Task requirements: Your task is to restate the data word for word.

########################################

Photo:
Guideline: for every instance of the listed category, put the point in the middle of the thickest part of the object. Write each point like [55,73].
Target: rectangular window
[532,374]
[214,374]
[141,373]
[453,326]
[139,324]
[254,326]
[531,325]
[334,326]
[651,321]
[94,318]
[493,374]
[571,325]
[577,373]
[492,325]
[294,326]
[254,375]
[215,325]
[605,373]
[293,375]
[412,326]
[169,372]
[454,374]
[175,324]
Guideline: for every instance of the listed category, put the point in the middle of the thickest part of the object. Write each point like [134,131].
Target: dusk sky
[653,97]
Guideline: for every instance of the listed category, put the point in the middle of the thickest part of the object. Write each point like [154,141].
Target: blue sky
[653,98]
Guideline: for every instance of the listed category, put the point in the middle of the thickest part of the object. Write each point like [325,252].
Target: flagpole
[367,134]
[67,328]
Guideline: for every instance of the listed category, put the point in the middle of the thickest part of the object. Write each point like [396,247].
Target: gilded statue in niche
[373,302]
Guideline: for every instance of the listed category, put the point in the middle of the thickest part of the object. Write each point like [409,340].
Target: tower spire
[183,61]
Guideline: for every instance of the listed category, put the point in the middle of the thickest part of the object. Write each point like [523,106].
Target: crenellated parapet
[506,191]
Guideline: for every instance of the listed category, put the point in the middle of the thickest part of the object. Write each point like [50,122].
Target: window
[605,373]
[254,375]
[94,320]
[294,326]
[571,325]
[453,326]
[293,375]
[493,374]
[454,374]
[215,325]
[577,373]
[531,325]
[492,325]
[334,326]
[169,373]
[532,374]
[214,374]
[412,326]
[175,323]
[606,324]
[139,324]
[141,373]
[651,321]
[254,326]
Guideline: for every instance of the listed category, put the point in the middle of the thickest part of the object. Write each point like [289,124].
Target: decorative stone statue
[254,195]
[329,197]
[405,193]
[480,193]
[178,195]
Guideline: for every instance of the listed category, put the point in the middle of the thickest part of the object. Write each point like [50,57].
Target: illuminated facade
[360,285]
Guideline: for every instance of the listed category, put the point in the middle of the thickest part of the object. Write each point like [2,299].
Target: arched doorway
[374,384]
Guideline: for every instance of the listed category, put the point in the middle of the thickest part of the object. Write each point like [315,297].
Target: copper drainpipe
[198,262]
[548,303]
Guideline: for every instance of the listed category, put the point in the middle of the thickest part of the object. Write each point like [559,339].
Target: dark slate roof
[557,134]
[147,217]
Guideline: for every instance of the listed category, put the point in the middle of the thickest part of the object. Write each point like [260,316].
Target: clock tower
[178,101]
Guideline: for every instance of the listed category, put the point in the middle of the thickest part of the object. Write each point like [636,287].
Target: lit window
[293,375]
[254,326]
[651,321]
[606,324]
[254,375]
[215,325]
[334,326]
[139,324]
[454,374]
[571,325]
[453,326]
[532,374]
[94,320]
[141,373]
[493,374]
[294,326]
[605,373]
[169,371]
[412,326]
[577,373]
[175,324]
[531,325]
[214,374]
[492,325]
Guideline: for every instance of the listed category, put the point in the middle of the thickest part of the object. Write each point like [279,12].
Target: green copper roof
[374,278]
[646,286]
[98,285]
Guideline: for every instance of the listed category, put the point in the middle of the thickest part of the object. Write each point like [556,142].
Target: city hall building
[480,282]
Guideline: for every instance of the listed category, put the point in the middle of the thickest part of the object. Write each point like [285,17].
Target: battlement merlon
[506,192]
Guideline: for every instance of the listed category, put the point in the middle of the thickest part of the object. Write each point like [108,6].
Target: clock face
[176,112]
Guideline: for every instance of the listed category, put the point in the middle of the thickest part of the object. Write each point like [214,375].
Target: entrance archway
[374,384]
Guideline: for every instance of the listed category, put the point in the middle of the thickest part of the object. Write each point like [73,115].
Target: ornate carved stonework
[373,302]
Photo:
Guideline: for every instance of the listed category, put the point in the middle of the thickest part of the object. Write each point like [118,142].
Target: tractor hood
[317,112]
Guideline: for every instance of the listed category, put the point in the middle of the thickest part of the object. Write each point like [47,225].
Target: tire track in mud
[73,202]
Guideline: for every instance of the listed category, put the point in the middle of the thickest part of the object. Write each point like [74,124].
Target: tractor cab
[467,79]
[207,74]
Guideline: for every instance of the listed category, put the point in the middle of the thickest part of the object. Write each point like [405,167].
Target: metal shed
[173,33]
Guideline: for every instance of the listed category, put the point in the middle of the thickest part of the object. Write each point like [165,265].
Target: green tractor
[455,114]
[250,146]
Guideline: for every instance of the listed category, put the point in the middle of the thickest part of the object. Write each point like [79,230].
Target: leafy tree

########################################

Written solution:
Photo:
Guideline: for every instance of the listed category, put the point in the middle of the thickest part of the object. Write each point like [55,73].
Target: rectangular window
[532,374]
[214,374]
[141,373]
[453,326]
[139,324]
[254,326]
[531,325]
[334,326]
[651,321]
[94,318]
[493,374]
[571,325]
[577,373]
[492,325]
[294,326]
[254,375]
[215,325]
[605,373]
[293,375]
[412,326]
[169,372]
[454,374]
[175,324]
Guideline: for every instance of the listed category, put the point in the middle of the thickest part of the object. Write each point like [134,131].
Target: dusk sky
[653,97]
Guideline: for every instance of the listed category, put the point in the middle of the thickest part of the object. Write each point like [154,141].
Target: blue sky
[653,98]
Guideline: for every instance of the listed category, put the point in the middle of the thickest part of the object. Write each point like [325,252].
Target: flagpole
[367,134]
[67,328]
Guideline: for every instance of the listed category, put the point in the middle of the thickest part of the object. Write each point like [396,247].
Target: gilded statue in niche
[373,302]
Guideline: for every instance of the listed category, put the point in the middle of the thickest part of the object. Write each point like [409,340].
Target: tower spire
[183,61]
Guideline: for every instance of the listed category, put the point in the middle of the thickest part of the object. Write each point like [523,106].
Target: crenellated parapet
[506,191]
Guideline: for every instance of the listed category, put the point in the middle of the thickest part of the object. Write each point like [50,122].
Target: window
[605,373]
[254,375]
[94,320]
[294,326]
[571,325]
[453,326]
[293,375]
[493,374]
[454,374]
[215,325]
[577,373]
[531,325]
[492,325]
[334,326]
[169,373]
[532,374]
[214,374]
[412,326]
[175,323]
[606,324]
[139,324]
[141,373]
[651,321]
[254,326]
Guideline: for every instance of the listed category, put the point in the middle of the thickest part of the object. Write each point like [289,124].
Target: decorative stone statue
[254,195]
[329,197]
[405,193]
[480,193]
[178,195]
Guideline: for every instance of the listed category, put the point in the middle of the thickest part of the object. Write each point like [50,57].
Target: illuminated facade
[360,285]
Guideline: for every instance of the listed category, put the point in the middle of the thickest part of the object. Write each point like [2,299].
Target: arched doorway
[374,384]
Guideline: for every instance of the listed category, put the point in the middle of the thickest part of the object. Write each point like [315,297].
Target: copper drainpipe
[198,262]
[548,303]
Guideline: for every instance of the listed category, put the point in the middle of the thickest part of the object. Write each point like [559,339].
Target: dark slate roof
[557,134]
[147,217]
Guideline: for every instance of the listed category, put the point in the middle of the thickest part of the object. Write each point like [260,316].
Target: clock tower
[178,101]
Guideline: for every instance of the listed category, put the point in the middle of the thickest part of the object. Write each point like [636,287].
Target: lit window
[293,375]
[254,326]
[651,321]
[606,324]
[254,375]
[215,325]
[334,326]
[139,324]
[454,374]
[571,325]
[453,326]
[532,374]
[94,320]
[141,373]
[493,374]
[294,326]
[605,373]
[169,371]
[412,326]
[577,373]
[175,324]
[531,325]
[214,374]
[492,325]
Guideline: for every instance of the listed category, put the point in the middle of the thickest part of the object. Write each point like [279,12].
Target: green copper roof
[374,278]
[646,286]
[98,285]
Guideline: for every instance of the listed category, put the point in the middle of the thickest part of the object. Write each point like [556,142].
Target: city hall building
[480,282]
Guideline: for every instance of the listed category, put the point in the middle of the thickest part of the object. Write each point like [285,17].
Target: battlement merlon
[506,192]
Guideline: for every instance of the listed category, put the point in the middle of the thickest part of the object. Write each point like [108,6].
Target: clock face
[176,112]
Guideline: for every instance of the listed category, put the point in the middle of the thickest part of the object. Write each point like [214,375].
Target: entrance archway
[374,384]
Guideline: for every instance of the listed category, put the point in the middle of the thickest part of the object. Write each point like [73,115].
Target: ornate carved stonework
[373,302]
Photo:
Guideline: for every instance of the listed category, put the point in the middle of the thickest part of the object. Write each point like [118,142].
Target: tractor hood
[317,112]
Guideline: for every instance of the listed category, put the point in the middle of the thickest part of the object. Write each point like [47,225].
Target: tire track in mud
[73,202]
Guideline: for every instance of the listed category, put the point in the middle of the thickest part of the object. Write each point like [74,124].
Target: tractor cab
[467,79]
[207,74]
Guideline: for every instance of the listed category, put the point in the middle of the thickest part of the object. Write each point like [405,167].
Target: metal shed
[173,33]
Guideline: for every instance of the listed category, put the point in the middle of the thickest part of the object. Write each point like [165,265].
Target: green tractor
[455,114]
[250,146]
Guideline: for every instance of the listed category, put the point in the middle of the thickest part of the object. Write each point like [79,230].
Target: leafy tree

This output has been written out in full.